Instructions to follow » Only the lines from the one containing "The response should indicate, for every instance of the sky, the" through the last line below should be written out, exactly and with both ends kept.
::: Data for the task
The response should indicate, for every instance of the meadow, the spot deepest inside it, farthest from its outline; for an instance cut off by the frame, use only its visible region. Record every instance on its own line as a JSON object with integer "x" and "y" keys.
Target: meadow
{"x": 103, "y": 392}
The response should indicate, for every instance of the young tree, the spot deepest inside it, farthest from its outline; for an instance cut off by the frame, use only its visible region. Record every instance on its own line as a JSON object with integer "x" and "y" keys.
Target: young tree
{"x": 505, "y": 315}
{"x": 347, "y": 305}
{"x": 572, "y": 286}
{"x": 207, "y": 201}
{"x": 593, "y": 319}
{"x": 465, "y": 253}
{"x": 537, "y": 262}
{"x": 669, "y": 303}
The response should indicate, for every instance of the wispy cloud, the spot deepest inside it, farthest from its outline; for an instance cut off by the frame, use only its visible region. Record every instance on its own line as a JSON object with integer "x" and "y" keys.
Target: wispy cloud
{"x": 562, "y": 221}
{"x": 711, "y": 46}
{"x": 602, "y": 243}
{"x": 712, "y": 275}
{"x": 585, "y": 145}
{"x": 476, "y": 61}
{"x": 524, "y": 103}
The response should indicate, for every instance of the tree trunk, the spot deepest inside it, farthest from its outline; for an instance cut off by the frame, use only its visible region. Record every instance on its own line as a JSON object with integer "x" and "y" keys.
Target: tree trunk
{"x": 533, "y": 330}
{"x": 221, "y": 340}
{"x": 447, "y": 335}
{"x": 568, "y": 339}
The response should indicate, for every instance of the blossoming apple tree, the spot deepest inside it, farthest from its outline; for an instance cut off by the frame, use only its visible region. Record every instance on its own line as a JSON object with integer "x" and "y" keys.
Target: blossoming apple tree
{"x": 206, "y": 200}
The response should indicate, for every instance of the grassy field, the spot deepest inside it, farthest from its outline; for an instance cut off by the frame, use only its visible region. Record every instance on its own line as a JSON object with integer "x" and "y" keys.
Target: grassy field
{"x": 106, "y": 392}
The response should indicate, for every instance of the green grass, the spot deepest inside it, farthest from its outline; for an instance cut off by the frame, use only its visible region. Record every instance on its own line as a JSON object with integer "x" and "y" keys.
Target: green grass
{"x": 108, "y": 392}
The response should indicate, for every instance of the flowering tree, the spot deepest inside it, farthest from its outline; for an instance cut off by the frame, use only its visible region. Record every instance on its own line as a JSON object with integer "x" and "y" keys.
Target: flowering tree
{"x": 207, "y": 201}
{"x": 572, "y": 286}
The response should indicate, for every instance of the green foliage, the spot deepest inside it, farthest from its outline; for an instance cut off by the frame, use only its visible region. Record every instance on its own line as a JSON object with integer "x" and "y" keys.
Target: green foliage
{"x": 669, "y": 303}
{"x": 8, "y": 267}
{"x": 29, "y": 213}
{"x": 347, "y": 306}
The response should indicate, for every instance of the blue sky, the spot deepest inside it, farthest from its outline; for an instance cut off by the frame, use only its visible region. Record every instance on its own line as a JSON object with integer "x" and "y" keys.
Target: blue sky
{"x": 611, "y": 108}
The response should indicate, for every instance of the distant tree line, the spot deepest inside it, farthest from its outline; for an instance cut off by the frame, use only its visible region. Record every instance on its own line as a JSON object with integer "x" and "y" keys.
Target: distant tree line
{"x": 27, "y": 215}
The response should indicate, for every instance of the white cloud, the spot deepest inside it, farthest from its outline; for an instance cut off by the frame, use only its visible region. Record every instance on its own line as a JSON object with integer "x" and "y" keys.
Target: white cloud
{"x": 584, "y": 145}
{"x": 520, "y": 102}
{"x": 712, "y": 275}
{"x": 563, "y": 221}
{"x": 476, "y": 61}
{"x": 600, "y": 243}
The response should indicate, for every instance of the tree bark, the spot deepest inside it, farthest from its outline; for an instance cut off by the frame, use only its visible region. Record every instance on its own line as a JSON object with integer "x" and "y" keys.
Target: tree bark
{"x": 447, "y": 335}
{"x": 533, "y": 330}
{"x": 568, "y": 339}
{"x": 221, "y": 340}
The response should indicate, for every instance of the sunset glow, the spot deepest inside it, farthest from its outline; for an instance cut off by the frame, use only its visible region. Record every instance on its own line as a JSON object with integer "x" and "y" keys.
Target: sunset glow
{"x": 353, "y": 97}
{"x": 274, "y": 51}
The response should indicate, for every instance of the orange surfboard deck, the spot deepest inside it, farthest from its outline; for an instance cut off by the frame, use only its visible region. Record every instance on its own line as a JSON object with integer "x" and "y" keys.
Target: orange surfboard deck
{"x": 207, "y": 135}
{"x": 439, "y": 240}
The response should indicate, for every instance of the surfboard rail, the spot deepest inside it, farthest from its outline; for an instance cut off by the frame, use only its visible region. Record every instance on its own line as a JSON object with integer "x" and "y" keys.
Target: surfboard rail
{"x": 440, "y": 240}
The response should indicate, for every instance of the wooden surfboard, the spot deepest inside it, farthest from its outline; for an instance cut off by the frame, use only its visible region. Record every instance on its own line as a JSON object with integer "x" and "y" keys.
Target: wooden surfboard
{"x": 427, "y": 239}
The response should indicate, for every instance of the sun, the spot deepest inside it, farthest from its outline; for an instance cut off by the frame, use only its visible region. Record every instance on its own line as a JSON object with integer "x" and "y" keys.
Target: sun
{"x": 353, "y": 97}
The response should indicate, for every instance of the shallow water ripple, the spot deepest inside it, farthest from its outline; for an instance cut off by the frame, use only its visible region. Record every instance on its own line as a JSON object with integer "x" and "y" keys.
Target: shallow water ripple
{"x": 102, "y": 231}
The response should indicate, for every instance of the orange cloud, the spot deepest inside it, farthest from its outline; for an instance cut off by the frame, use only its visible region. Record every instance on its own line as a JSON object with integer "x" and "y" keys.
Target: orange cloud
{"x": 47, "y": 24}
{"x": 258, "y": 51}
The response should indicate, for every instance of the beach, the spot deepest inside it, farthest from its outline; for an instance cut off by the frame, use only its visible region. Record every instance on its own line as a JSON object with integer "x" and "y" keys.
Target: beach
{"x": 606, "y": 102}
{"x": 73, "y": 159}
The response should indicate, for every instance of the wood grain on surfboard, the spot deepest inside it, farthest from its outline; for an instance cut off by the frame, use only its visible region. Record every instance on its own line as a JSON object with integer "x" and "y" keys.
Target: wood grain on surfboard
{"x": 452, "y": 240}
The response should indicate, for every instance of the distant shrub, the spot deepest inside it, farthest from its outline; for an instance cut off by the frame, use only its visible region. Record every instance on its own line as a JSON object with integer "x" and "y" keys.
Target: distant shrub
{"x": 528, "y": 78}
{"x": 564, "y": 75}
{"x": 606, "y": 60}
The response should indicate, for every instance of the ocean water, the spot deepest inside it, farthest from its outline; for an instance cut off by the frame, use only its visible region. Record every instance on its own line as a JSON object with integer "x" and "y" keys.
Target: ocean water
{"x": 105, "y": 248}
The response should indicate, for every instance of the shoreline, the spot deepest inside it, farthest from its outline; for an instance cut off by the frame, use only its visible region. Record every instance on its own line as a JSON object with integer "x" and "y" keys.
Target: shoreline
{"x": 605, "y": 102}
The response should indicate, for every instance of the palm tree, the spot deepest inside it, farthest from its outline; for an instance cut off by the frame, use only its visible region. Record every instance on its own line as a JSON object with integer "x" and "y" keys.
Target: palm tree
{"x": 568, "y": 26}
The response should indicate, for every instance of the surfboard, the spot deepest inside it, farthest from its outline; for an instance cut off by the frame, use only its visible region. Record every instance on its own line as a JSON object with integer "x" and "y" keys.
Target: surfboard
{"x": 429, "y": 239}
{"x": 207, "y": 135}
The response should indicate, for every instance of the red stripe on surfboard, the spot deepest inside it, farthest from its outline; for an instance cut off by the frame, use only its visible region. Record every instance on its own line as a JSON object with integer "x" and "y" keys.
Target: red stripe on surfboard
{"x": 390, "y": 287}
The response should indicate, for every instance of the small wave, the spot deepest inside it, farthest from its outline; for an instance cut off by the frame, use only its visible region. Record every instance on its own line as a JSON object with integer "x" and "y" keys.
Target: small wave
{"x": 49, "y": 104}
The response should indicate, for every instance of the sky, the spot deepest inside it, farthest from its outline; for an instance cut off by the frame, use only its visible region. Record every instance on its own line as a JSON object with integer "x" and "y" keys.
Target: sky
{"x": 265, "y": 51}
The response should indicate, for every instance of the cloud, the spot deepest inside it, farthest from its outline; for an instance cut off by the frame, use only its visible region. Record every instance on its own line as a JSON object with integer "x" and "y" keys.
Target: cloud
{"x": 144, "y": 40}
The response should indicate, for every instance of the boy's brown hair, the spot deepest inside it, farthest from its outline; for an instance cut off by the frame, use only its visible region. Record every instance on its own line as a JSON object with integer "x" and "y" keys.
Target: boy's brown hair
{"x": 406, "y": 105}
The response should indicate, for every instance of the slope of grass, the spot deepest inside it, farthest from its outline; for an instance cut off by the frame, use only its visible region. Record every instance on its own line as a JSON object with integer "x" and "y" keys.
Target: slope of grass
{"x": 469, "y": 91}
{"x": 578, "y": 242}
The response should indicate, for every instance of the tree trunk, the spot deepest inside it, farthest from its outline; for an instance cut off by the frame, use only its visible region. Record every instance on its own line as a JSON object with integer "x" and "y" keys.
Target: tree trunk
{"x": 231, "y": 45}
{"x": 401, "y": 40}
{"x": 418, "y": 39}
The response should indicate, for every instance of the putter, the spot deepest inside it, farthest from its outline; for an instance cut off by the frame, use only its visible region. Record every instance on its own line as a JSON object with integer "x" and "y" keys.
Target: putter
::::::
Worked solution »
The response should indicate, for every instance of the sky, the spot deepest inside it, farthest from its outline; for an instance cut off by the frame, use only its visible region. Record every instance on its own line as a JSON object with integer "x" and "y" keys.
Target: sky
{"x": 265, "y": 51}
The response should indicate, for every instance of the cloud, the spot deepest inside it, farthest from its outline; for an instance cut off by the frame, use only its visible region. Record every instance on its own line as a JSON object with integer "x" and "y" keys.
Target: cloud
{"x": 144, "y": 40}
The response should indicate, for every instance of the boy's brown hair, the spot deepest inside it, farthest from its outline; for an instance cut off by the frame, use only its visible region. Record every instance on its own line as a JSON object with integer "x" and "y" keys.
Target: boy's brown hair
{"x": 406, "y": 105}
The response should indicate, for every instance of the slope of grass, the spot deepest inside it, farthest from its outline; for an instance cut off by the frame, use only its visible region. Record every instance on its own line as a JSON object with integer "x" and "y" keys.
Target: slope of grass
{"x": 469, "y": 91}
{"x": 578, "y": 242}
The response should indicate, for every instance of the tree trunk, the spot deepest inside it, farthest from its outline; for an instance cut off by the frame, use only its visible region. Record every instance on its own line as a JSON object with integer "x" and "y" keys.
Target: tree trunk
{"x": 231, "y": 45}
{"x": 401, "y": 40}
{"x": 418, "y": 39}
The response should indicate, for every instance of the putter, the spot deepest inside it, farthest from its outline; for an instance cut off by the frame, use only its visible region. Record every instance on its own line as a JSON object with integer "x" and "y" keys.
Target: putter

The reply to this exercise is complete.